— begin Data excerpts —

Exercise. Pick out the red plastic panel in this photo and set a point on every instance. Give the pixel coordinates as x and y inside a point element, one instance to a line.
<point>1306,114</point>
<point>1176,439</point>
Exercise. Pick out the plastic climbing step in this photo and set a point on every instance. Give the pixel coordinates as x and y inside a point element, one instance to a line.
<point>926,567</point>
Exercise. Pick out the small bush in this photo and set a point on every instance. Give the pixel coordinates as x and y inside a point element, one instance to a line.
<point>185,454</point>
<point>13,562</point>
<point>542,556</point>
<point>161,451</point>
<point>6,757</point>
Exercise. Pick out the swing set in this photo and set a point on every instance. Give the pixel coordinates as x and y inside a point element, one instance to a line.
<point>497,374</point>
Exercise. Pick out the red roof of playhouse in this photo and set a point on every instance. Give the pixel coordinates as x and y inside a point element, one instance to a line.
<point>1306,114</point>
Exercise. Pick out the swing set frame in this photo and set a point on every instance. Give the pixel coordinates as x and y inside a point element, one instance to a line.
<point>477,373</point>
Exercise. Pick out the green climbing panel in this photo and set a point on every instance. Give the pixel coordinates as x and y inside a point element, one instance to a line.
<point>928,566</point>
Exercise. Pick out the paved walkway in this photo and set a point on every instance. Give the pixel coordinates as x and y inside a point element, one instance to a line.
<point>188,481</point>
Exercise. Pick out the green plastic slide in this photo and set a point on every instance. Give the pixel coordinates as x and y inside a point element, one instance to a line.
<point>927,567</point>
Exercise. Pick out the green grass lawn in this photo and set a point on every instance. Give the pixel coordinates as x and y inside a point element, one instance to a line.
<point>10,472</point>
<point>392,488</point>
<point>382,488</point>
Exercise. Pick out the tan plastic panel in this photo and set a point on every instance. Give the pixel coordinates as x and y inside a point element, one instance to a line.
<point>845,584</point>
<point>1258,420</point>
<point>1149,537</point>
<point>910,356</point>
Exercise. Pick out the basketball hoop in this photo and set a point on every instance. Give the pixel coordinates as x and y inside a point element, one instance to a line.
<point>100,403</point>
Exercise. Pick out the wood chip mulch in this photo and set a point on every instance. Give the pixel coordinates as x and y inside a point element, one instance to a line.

— end Data excerpts —

* **Task statement**
Give the data from the line with "Exercise. Pick out the plastic" up to and including the line with "<point>927,567</point>" as a two-column CSV headed text and points. Put each stretch of wording and the point lines under it on one row, with every field in quotation marks and line breaks turned into spaces.

* **Response to this task**
text,points
"Exercise. Pick out the plastic climbing step in this photo and set a point on every instance. Give the pixel coordinates as x and y inside a point element, one instance to a line.","<point>926,567</point>"
"Exercise. Pick out the small bush in this photo and set a point on every instance. Give the pixel coordinates as x and y inside a point element, one instance to a line.","<point>185,454</point> <point>13,562</point> <point>542,556</point> <point>161,451</point> <point>6,757</point>"
"Exercise. Pick out the swing set in this photo and set a point on every instance. Give the pixel coordinates as x and y inside a point element, one instance to a line.","<point>497,374</point>"
"Exercise. Pick out the red roof of playhouse in this photo and set a point on every instance. Give the pixel coordinates as x and y inside a point element, one instance to a line.","<point>1306,114</point>"
"Exercise. Pick out the swing set frame in this photo and set a point on every instance. Give the pixel coordinates as x and y inside a point element, one instance to a line.","<point>477,373</point>"
"Exercise. Pick out the green climbing panel in this photo and set a point on every instance. Give the pixel coordinates as x and y inside a point element, one instance to a line.","<point>928,566</point>"
"Exercise. Pick out the paved walkway in this photo and set a point on every instance. Give the pixel coordinates as x and y inside a point element, one instance to a line.","<point>188,481</point>"
"Exercise. Pick out the green plastic slide in this photo and set a point on every instance. Give the pixel coordinates as x and y inside a point element, one instance to a line.","<point>927,567</point>"